== TASK DESCRIPTION ==
Copy out all the lines exactly. Omit pictures.

== DATA FOR THE TASK ==
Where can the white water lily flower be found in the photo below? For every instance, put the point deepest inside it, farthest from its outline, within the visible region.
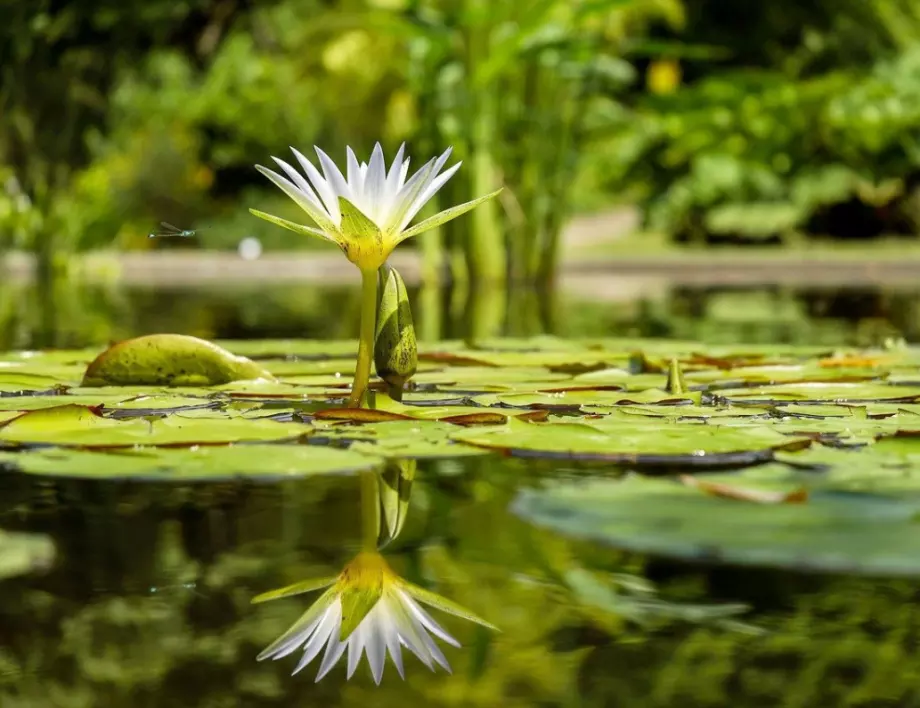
(368, 609)
(366, 211)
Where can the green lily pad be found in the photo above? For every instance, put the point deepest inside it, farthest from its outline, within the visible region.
(81, 426)
(128, 402)
(634, 444)
(169, 360)
(401, 438)
(265, 463)
(823, 393)
(834, 531)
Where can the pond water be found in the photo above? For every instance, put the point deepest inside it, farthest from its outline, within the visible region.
(147, 601)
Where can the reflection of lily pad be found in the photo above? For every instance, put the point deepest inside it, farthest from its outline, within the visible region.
(833, 531)
(201, 464)
(627, 443)
(22, 553)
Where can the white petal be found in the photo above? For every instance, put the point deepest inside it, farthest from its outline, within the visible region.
(356, 643)
(355, 176)
(301, 639)
(427, 620)
(301, 183)
(322, 187)
(392, 182)
(435, 651)
(376, 647)
(334, 649)
(391, 638)
(407, 194)
(324, 634)
(375, 183)
(426, 195)
(409, 634)
(285, 185)
(333, 175)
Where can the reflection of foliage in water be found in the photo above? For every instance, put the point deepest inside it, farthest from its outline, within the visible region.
(77, 646)
(88, 315)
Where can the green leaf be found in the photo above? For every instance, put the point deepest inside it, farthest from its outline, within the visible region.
(258, 462)
(834, 531)
(295, 589)
(635, 443)
(169, 360)
(445, 605)
(297, 228)
(71, 425)
(444, 216)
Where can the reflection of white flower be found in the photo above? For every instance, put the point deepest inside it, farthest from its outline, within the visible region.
(367, 210)
(368, 609)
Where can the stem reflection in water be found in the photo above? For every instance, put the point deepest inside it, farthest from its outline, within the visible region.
(368, 607)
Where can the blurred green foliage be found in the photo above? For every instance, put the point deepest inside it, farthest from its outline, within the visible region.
(811, 123)
(754, 121)
(119, 115)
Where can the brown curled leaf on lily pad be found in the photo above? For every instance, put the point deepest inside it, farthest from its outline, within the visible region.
(170, 360)
(760, 496)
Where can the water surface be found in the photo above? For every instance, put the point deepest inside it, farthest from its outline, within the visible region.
(148, 602)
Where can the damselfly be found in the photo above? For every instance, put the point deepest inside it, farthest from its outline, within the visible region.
(172, 231)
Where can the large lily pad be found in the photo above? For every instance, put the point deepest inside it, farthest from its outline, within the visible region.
(840, 531)
(631, 443)
(82, 426)
(169, 360)
(257, 462)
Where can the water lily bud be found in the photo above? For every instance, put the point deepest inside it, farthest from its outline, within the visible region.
(395, 350)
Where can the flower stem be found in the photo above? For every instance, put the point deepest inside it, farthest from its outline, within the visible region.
(366, 342)
(370, 511)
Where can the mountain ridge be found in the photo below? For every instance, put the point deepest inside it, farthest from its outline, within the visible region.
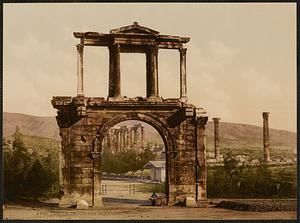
(231, 134)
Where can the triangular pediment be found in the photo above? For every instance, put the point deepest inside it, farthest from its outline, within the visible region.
(134, 29)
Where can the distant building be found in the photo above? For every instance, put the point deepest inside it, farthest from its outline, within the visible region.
(157, 170)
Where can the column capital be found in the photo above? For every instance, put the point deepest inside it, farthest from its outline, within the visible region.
(153, 49)
(265, 114)
(183, 50)
(114, 46)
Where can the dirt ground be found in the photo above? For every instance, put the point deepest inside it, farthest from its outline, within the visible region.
(119, 211)
(125, 206)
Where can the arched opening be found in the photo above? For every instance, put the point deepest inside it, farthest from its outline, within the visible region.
(133, 164)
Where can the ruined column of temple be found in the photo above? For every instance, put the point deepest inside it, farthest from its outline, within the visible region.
(79, 69)
(131, 135)
(124, 138)
(266, 136)
(135, 137)
(183, 87)
(152, 72)
(216, 139)
(117, 141)
(128, 138)
(142, 138)
(108, 143)
(114, 87)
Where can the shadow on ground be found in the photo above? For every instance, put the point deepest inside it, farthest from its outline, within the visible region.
(112, 200)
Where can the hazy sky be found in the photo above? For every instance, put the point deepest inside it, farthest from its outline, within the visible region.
(241, 59)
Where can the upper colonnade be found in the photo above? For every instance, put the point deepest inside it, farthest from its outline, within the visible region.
(132, 39)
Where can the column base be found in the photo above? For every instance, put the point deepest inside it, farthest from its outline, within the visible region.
(116, 98)
(154, 98)
(183, 99)
(67, 201)
(97, 202)
(203, 203)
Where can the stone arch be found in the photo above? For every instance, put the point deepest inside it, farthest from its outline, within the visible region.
(153, 121)
(160, 127)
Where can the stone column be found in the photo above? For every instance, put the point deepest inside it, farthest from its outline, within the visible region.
(142, 138)
(128, 139)
(114, 87)
(117, 141)
(131, 142)
(79, 69)
(216, 139)
(109, 142)
(201, 171)
(152, 72)
(266, 136)
(135, 137)
(183, 88)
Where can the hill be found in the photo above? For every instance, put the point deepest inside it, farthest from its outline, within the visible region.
(240, 138)
(30, 125)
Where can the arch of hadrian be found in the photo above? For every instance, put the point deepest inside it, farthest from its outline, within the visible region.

== RESULT FOR THIS EXERCISE ==
Where can the white water lily flower be found in the photo below? For every instance, put the point deepest inside it, farthest from its outline, within the visible region.
(368, 609)
(366, 211)
Where can the green lily pad be found in the photo above? For every instance, put the point deepest inside it, farthest from its outline, within the visible region.
(81, 426)
(128, 402)
(634, 444)
(169, 360)
(401, 438)
(265, 463)
(823, 393)
(834, 531)
Where can the pond water be found in the photo above? For every instance, put the point deepest inside it, farthest from its outline, within the visible region.
(147, 601)
Where can the reflection of lily pad be found in the photo above? For every instance, put the point deepest inside it, farthest from its outline, within the visible region.
(833, 531)
(201, 464)
(627, 443)
(22, 553)
Where can the white petal be found in the photo above? For every instance, put the point deepest inside it, farthest from its outline, within the visible region.
(356, 643)
(355, 176)
(301, 639)
(427, 620)
(301, 183)
(322, 187)
(392, 182)
(435, 651)
(376, 647)
(334, 649)
(391, 638)
(407, 194)
(324, 634)
(375, 183)
(426, 195)
(409, 634)
(285, 185)
(333, 175)
Where can the reflection of foliage in water be found in the photo above? For every instance, put the point deepest inside it, farthest from its outline, within the visible region.
(77, 646)
(88, 315)
Where can the green leaf be found in the photo above? For every instance, put the point deepest inside it, farthest from its outline, within the visible region.
(258, 462)
(834, 531)
(295, 589)
(635, 443)
(169, 360)
(445, 605)
(297, 228)
(71, 425)
(444, 216)
Where can the reflection of white flower be found in the photo above? For every instance, put the point deepest inside it, farthest from its outline, within the visible region.
(367, 210)
(368, 609)
Where can the stem reflection in water be found in the photo above? For every instance, put the point deepest inside it, farthest from its outline, within the visible region.
(368, 607)
Where can the blurred green foliage be found in the photo above? For every instance, put the point deepest inside it, farthest from its outline, within the visible region.
(811, 123)
(754, 121)
(119, 115)
Where can the brown curled leaf on lily pad be found in the photo above? For every instance, put the point deepest inside it, farthest from its outline, within the visible region.
(170, 360)
(760, 496)
Where can the water surface be found in the photo above? For every instance, put the point deepest inside it, farthest from its outline, within the visible region.
(148, 602)
Where can the damselfly be found in the photo above? For every instance, put the point deepest inside it, farthest from its outline, within the visible region.
(172, 231)
Where can the large lily pad be found in the photo above? For every instance, put the point deepest inside it, farthest from its outline, within the visible region.
(840, 531)
(631, 443)
(82, 426)
(169, 360)
(257, 462)
Where can the water lily bud be found in the photo above? For every instance, put the point deepest inside it, farthest from its outline, within the visible region.
(395, 350)
Where can the flower stem be found in the photo above? For every instance, put the point deepest inside it, farthest from its outline, within the visible region.
(366, 342)
(370, 511)
Where can the mountain ridge be found in the photo below? For every instance, put the point deepest inside it, farthest from its outline, within the visible region.
(231, 134)
Where can the triangular pediment be found in the photo above? For every instance, put the point deepest inside it, farthest from its outline, within the visible region.
(134, 29)
Where can the distant building be found in the photo above? For every instance, put the point deepest inside it, farthest from its outline, within the visible region.
(157, 170)
Where can the column capital be found in the photo above? For every instance, put the point deepest inside it, farthest from its outline, within the visible region.
(153, 49)
(265, 114)
(183, 50)
(114, 46)
Where can the dirt ground be found in the photo above? For every instance, put the point deepest inside it, farthest from its outline, within the visible region.
(119, 211)
(125, 206)
Where can the arched opening be found in the photo above? For every instance, put the point deepest inside it, farthest from its outline, within the visible region.
(133, 164)
Where can the ruined column of temple be found in the photo above? For every instance, put the point deepest inside it, farthest from its outline, within the visible region.
(79, 69)
(131, 135)
(124, 138)
(266, 136)
(135, 137)
(183, 87)
(152, 72)
(216, 139)
(117, 141)
(128, 138)
(142, 138)
(108, 143)
(114, 87)
Where can the shadow on ground be found in the photo above? For every instance, put the point deepest inside it, farthest from its outline, within the visible region.
(112, 200)
Where can the hazy sky be found in the photo above? For every instance, put the point deepest inside it, farthest from its outline, within the visible region.
(241, 59)
Where can the upper colonnade be found in the photo above? For every instance, put the point deepest inside it, farthest from its outline, within the visible region.
(132, 39)
Where can the column base be found in the photo above? For every instance, put the point deepest inside it, farthest from its outline, within the visible region.
(116, 98)
(154, 98)
(183, 99)
(67, 201)
(97, 202)
(203, 203)
Where can the stone arch be found in the photo above? For every instance, put the point deepest inside it, farthest from its outline, within the visible region.
(153, 121)
(160, 127)
Where can the stone column be found in the photo above? For every instance, put the point deepest inside it, farthest from its outline, within the visible region.
(142, 138)
(128, 139)
(114, 87)
(117, 141)
(131, 142)
(79, 69)
(216, 139)
(109, 142)
(201, 171)
(152, 72)
(266, 136)
(135, 137)
(183, 88)
Where can the hill be found in the photo above? For every instance, put the point deepest inside it, farthest from its outline, within the visible region.
(240, 138)
(30, 125)
Where can the arch of hadrian be found in the photo above? For every instance, put the point deepest inside it, farthest from its outline, within the visible region.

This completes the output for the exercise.